══ Excerpted records

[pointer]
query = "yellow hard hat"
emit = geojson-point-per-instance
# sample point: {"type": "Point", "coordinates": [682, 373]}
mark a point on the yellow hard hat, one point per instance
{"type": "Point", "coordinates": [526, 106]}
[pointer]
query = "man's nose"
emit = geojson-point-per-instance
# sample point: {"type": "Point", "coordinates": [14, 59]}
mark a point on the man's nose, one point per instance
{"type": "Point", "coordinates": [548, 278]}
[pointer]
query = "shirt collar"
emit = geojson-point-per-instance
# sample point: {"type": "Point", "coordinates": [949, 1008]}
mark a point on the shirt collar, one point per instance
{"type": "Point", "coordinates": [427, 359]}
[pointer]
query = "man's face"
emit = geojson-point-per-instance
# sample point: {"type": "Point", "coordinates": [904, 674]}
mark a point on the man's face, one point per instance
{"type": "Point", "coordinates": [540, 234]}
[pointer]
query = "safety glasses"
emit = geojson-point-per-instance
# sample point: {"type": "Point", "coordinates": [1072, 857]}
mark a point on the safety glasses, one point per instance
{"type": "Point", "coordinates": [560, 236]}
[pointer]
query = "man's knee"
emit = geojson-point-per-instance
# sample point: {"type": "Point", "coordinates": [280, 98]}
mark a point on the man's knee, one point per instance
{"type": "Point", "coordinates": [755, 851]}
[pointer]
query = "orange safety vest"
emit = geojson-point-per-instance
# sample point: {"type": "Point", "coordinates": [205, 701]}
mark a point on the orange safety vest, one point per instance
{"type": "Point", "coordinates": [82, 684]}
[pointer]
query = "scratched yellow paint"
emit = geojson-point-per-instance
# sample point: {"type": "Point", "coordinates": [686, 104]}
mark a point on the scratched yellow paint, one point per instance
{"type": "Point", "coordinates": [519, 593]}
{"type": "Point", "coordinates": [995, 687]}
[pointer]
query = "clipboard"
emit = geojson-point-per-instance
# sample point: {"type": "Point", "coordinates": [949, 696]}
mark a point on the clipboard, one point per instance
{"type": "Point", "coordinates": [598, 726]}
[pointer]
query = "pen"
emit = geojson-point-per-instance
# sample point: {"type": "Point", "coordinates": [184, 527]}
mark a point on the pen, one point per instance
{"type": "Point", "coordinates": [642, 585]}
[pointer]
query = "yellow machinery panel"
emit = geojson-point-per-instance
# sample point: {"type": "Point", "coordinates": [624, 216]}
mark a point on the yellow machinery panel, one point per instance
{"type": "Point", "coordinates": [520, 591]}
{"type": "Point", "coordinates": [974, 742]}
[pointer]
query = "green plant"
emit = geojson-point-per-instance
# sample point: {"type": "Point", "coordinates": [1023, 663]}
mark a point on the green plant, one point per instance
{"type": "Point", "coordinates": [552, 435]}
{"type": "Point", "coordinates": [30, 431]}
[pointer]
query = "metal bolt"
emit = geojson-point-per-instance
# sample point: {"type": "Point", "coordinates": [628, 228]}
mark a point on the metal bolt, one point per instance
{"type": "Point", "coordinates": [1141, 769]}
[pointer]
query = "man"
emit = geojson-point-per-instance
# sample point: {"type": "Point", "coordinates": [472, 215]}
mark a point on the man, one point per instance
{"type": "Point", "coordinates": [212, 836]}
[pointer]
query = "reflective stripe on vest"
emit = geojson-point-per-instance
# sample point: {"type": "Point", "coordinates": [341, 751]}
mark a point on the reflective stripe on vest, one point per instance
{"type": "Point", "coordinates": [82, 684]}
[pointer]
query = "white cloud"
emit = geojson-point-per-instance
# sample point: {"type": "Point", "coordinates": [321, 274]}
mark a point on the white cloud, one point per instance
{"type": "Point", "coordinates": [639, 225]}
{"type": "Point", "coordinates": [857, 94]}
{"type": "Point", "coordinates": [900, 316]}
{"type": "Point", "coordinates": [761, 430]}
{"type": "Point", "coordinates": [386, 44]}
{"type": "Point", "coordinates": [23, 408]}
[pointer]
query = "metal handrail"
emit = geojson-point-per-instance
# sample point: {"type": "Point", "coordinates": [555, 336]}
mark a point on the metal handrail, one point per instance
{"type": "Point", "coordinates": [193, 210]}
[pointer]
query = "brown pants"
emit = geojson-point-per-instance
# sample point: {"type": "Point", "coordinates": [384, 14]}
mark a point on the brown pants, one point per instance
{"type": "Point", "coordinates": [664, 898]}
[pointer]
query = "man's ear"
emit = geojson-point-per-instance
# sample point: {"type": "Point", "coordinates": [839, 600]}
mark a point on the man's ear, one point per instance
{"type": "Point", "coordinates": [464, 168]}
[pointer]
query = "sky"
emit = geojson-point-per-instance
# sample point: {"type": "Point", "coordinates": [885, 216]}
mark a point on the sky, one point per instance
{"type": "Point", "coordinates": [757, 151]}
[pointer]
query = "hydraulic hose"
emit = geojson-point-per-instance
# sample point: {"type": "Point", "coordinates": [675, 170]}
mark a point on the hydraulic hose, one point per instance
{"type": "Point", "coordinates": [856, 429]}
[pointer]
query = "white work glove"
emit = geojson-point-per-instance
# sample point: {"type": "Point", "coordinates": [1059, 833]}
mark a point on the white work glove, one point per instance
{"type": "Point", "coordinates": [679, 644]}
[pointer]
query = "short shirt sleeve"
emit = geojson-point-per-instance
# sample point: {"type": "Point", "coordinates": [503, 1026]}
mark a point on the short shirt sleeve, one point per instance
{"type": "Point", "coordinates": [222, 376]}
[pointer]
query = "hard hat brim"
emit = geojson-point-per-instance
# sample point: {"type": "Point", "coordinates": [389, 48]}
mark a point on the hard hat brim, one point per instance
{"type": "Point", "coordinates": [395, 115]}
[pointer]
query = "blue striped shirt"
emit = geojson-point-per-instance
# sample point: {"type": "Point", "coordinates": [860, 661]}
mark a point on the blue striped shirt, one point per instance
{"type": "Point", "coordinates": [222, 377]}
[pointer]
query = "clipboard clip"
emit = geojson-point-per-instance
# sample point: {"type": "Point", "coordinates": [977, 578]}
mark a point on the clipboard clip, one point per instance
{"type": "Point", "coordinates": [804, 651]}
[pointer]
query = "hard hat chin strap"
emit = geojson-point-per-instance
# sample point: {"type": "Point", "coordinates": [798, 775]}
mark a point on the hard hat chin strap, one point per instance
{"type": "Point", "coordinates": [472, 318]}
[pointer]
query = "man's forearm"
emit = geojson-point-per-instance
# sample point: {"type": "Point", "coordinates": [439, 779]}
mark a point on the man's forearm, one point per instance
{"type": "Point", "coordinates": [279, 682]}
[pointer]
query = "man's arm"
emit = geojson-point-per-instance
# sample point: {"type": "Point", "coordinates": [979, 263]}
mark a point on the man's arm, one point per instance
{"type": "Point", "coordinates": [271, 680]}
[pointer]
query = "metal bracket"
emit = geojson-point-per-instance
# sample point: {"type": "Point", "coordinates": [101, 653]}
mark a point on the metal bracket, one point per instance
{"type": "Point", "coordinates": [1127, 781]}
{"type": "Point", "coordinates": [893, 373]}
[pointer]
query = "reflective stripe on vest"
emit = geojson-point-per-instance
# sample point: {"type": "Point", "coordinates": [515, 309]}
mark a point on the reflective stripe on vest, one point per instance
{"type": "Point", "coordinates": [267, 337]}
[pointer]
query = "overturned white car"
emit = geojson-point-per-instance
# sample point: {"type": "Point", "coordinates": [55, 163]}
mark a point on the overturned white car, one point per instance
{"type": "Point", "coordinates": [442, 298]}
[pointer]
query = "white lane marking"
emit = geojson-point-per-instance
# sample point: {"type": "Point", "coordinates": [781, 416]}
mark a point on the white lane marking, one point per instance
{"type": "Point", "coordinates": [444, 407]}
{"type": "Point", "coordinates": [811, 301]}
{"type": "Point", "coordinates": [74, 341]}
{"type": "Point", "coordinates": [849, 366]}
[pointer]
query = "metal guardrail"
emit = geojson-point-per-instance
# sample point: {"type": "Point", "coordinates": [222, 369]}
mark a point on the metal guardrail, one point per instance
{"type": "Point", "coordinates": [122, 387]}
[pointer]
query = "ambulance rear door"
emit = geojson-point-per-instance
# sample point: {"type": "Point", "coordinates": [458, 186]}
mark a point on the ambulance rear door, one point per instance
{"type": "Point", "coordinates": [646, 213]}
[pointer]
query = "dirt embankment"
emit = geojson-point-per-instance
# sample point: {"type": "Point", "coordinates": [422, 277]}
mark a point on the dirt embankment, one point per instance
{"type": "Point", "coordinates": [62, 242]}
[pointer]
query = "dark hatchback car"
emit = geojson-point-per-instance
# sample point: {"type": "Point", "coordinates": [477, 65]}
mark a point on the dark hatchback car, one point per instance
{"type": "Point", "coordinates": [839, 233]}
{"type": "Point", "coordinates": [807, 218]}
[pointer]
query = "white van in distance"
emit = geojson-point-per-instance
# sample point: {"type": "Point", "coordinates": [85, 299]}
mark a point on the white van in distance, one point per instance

════

[What to do] Write down how many lines of the data above carry the word "distance". Nothing else belongs in the answer.

[Exercise result] 2